= Page =
▼
Your first novel "A Year In The Merde" became a word-of-month hit in 2004, what was the inspiration behind this hilarious book?

Quite simply, everything I went through when I arrived. Plus everything my friends went through. And some things I made up that we could have been through. I didn’t start writing it till I’d been here for ten years, though. I didn’t want to write second-hand clichés, I wanted to write from the point of view of someone who really knows France. And after ten years working for a French company, I hope that came across.

You’ve now published several books which is your favourite and why?

After “A Year”, which I’m especially grateful to because it allowed me to give up the day job, I’m tempted to say “1000 Years of Annoying the French”, because it was a hell of a lot of work, but turned out to be worth it. Only yesterday I met an Englishman who starting raving about how great it was and then almost fainted when I said I wrote it. That is an unbeatable feeling. But one of the books I’m fondest of, in a different way, is “Dirty Bertie”, the story of King Edward VII’s frolicking times in Paris. I went back to original French sources – newspapers of the time, autobiographies of people who knew him, speeches given about him by French politicians, and i really think I’ve contributed something new to the subject. Until now, historians seemed to suggest that he was just wasting his time with actresses and prostitutes in Paris, but in fact he was learning to love France (literally), at a time when Britain was much closer to Germany. And it was his fondness for France that led to the Entente Cordiale in 1904, and meant that Britain and France have been allies ever since. If he’d lived longer, he might even have prevented WW1. Seriously. It’s all in the book. Of course I also concentrate a lot on exactly how much fun he was having, and with whom, which no biographers have done before. Maybe they couldn’t read French as well as I can, but they missed out on some great source material.

Please tell us more about your latest book" How the French Won Waterloo (Or Think They Did", and if possible include a short excerpt.
▲
= Supplied information =
▼
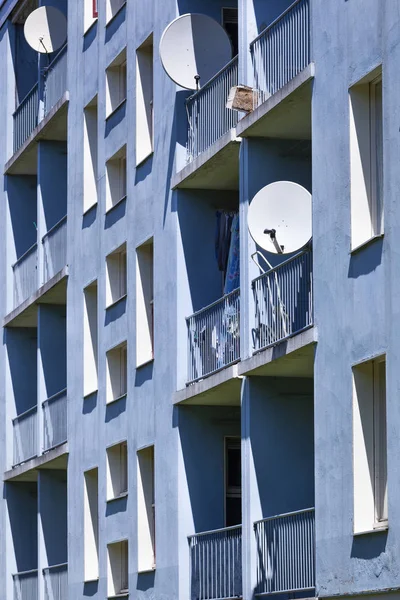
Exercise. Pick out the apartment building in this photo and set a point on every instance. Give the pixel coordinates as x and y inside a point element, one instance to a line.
<point>179,420</point>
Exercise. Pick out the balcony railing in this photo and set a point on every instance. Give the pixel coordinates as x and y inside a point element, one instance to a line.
<point>25,436</point>
<point>283,301</point>
<point>55,249</point>
<point>281,51</point>
<point>55,420</point>
<point>213,337</point>
<point>26,585</point>
<point>26,117</point>
<point>216,564</point>
<point>55,83</point>
<point>25,275</point>
<point>208,116</point>
<point>56,582</point>
<point>286,553</point>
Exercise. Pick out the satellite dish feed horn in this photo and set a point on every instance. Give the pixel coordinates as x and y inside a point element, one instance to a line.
<point>45,29</point>
<point>193,48</point>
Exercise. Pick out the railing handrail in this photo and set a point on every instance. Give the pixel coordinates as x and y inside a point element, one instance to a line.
<point>213,531</point>
<point>213,78</point>
<point>55,567</point>
<point>54,227</point>
<point>274,22</point>
<point>213,304</point>
<point>282,264</point>
<point>25,413</point>
<point>55,59</point>
<point>283,515</point>
<point>25,98</point>
<point>24,255</point>
<point>23,573</point>
<point>55,396</point>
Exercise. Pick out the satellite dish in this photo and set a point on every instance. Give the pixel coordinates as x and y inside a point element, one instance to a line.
<point>46,29</point>
<point>279,217</point>
<point>194,48</point>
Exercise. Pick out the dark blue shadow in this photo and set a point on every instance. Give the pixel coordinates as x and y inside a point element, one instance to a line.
<point>115,118</point>
<point>89,403</point>
<point>116,506</point>
<point>90,36</point>
<point>145,581</point>
<point>89,217</point>
<point>144,169</point>
<point>366,259</point>
<point>115,23</point>
<point>115,213</point>
<point>115,311</point>
<point>143,374</point>
<point>90,588</point>
<point>115,409</point>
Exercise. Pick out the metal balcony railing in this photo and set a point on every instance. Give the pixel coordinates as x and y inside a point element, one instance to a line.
<point>216,564</point>
<point>281,51</point>
<point>286,553</point>
<point>26,585</point>
<point>55,420</point>
<point>208,116</point>
<point>283,301</point>
<point>56,582</point>
<point>55,249</point>
<point>25,436</point>
<point>214,337</point>
<point>25,275</point>
<point>55,82</point>
<point>26,117</point>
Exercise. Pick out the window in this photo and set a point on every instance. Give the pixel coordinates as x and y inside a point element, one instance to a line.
<point>146,510</point>
<point>90,333</point>
<point>117,372</point>
<point>90,13</point>
<point>91,525</point>
<point>117,470</point>
<point>144,100</point>
<point>90,145</point>
<point>117,576</point>
<point>233,482</point>
<point>370,462</point>
<point>113,7</point>
<point>144,303</point>
<point>230,24</point>
<point>116,275</point>
<point>366,161</point>
<point>116,83</point>
<point>116,178</point>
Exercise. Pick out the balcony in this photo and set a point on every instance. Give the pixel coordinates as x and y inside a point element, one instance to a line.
<point>26,585</point>
<point>55,419</point>
<point>282,72</point>
<point>283,301</point>
<point>216,564</point>
<point>286,553</point>
<point>55,249</point>
<point>214,337</point>
<point>56,582</point>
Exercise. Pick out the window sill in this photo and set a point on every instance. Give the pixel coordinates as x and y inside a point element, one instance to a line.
<point>120,201</point>
<point>115,109</point>
<point>116,302</point>
<point>110,20</point>
<point>116,399</point>
<point>381,529</point>
<point>122,495</point>
<point>366,243</point>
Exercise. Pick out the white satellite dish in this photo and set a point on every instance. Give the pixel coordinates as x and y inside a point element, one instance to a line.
<point>279,217</point>
<point>194,48</point>
<point>45,29</point>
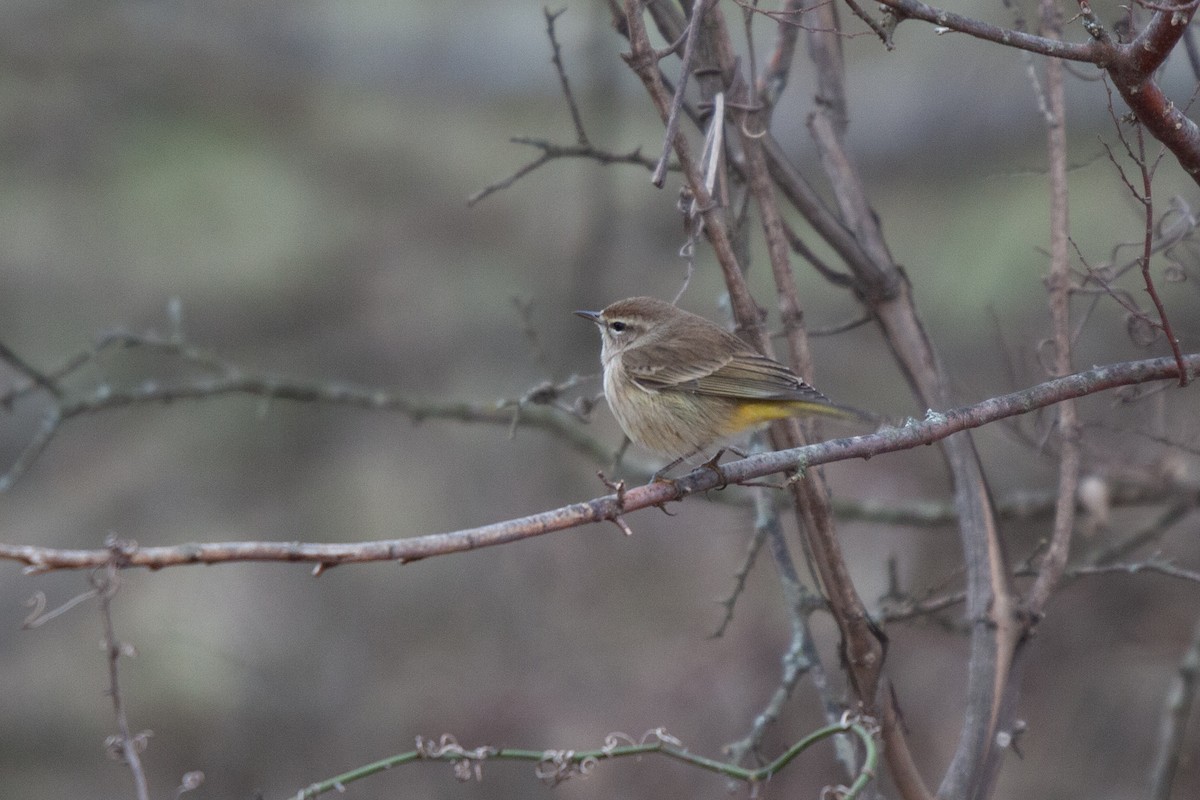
▲
= Directions =
1. Summarize the interview in two sentences.
2. Answer these questions about the interview, one per line:
(a) In what year did the first novel become a hit?
(b) How long had the interviewee been in France before starting to write the first novel?
(c) Which king's time in Paris is the subject of "Dirty Bertie"?
Rely only on the interview to answer.

= Worked answers =
1. The interviewee explains that the first novel, "A Year In The Merde," grew out of real and invented experiences of the author and friends in France, and was written only after ten years working for a French company. Among later books, "1000 Years of Annoying the French" was worth its heavy workload, while "Dirty Bertie" draws on original French sources to argue that King Edward VII's fondness for France led to the Entente Cordiale in 1904.

2.
(a) 2004
(b) Ten years
(c) King Edward VII